Records shown:
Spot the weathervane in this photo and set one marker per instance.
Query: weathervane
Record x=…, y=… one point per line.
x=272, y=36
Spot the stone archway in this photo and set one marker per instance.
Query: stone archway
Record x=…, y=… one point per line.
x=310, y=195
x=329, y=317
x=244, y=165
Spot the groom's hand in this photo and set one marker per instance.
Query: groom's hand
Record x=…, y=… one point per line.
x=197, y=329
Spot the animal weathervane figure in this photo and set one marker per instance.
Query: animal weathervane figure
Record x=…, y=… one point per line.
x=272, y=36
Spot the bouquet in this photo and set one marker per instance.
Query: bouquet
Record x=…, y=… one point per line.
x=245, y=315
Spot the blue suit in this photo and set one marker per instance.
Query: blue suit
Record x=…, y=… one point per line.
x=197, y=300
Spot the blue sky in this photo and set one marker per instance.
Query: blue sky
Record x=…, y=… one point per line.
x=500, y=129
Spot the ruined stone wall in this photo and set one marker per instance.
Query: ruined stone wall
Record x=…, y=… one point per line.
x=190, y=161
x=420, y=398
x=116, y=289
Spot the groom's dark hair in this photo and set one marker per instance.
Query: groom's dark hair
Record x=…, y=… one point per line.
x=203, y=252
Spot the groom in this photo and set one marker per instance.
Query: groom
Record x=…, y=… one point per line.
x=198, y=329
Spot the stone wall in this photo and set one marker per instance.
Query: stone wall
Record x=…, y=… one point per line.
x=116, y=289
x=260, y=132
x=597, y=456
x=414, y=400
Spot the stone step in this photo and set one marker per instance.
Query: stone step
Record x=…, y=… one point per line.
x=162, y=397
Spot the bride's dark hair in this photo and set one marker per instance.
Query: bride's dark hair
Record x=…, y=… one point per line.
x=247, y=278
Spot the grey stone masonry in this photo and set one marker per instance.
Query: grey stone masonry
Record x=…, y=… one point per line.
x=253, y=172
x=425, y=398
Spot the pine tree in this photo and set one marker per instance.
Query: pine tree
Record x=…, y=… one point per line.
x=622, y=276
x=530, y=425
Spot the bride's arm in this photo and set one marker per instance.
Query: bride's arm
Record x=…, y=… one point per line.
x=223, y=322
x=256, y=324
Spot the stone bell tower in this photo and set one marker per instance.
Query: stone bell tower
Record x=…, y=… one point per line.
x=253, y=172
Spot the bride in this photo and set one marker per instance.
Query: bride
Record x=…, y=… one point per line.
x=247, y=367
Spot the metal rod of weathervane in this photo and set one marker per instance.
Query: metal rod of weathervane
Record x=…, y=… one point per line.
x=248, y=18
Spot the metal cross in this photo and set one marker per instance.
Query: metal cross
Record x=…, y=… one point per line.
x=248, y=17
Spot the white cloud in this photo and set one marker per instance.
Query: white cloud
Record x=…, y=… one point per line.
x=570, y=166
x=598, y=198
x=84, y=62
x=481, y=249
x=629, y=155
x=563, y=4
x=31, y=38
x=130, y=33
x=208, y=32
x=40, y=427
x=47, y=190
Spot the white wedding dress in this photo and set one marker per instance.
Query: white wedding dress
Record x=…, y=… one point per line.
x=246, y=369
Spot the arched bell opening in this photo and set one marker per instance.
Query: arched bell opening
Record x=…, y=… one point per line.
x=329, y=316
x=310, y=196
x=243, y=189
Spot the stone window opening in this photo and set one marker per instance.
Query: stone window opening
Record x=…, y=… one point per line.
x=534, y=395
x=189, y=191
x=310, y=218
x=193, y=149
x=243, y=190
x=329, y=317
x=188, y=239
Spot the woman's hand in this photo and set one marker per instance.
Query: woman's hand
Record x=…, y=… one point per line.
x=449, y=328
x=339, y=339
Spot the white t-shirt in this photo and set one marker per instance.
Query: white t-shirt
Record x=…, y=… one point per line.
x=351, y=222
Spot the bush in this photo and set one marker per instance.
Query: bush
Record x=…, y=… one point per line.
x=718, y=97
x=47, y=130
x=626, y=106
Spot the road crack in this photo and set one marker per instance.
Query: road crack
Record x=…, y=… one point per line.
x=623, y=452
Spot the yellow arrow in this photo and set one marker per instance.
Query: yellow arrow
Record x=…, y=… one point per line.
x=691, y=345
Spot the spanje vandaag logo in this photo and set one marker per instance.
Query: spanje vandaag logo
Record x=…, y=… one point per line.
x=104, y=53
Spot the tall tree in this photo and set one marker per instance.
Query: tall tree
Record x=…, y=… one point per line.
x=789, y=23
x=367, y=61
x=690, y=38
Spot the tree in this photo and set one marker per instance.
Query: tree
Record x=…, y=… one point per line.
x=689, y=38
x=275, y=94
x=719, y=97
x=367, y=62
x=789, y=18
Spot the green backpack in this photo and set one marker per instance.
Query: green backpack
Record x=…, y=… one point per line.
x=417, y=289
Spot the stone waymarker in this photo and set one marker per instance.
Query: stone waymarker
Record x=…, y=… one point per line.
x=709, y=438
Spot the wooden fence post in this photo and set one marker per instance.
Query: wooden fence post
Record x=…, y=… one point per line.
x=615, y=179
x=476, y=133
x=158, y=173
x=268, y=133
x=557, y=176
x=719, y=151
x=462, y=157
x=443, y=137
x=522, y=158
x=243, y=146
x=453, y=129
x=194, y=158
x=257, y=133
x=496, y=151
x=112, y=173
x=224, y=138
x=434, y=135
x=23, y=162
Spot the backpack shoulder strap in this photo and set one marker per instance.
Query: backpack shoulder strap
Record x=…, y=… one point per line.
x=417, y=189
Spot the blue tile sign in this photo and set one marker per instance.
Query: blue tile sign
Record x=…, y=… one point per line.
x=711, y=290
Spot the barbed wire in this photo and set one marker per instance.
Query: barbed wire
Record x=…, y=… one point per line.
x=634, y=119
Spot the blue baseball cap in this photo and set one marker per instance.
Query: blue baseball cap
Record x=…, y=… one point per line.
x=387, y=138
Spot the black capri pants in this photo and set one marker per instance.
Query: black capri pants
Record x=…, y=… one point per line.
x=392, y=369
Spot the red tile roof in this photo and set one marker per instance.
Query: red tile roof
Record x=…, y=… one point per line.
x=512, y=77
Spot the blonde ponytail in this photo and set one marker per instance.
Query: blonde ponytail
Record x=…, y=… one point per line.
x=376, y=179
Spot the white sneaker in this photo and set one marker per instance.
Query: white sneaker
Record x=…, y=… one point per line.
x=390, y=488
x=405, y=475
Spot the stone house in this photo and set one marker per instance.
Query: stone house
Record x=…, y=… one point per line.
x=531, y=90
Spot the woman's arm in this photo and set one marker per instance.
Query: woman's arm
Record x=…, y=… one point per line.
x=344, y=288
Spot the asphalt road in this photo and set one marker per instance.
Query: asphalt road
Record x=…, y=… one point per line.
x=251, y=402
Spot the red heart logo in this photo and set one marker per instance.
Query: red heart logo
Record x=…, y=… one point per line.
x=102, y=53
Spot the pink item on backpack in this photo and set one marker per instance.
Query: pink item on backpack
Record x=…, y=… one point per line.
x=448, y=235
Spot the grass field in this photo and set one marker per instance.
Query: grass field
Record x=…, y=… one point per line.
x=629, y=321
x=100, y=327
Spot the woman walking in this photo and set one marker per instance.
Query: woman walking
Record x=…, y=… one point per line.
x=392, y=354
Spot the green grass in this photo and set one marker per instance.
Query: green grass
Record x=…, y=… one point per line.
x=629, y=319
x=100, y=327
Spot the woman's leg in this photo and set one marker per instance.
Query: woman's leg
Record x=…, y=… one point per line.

Directions: Can you repeat everything from the very start of the data down to the line containing "x=244, y=165", including that line, without changing a character?

Full response:
Spot the weathervane in this photo and set one marker per instance.
Query: weathervane
Record x=…, y=… one point per line.
x=272, y=36
Spot the stone archway in this photo and set one marker per instance.
Query: stone archway
Record x=…, y=… one point per line.
x=310, y=195
x=329, y=317
x=244, y=165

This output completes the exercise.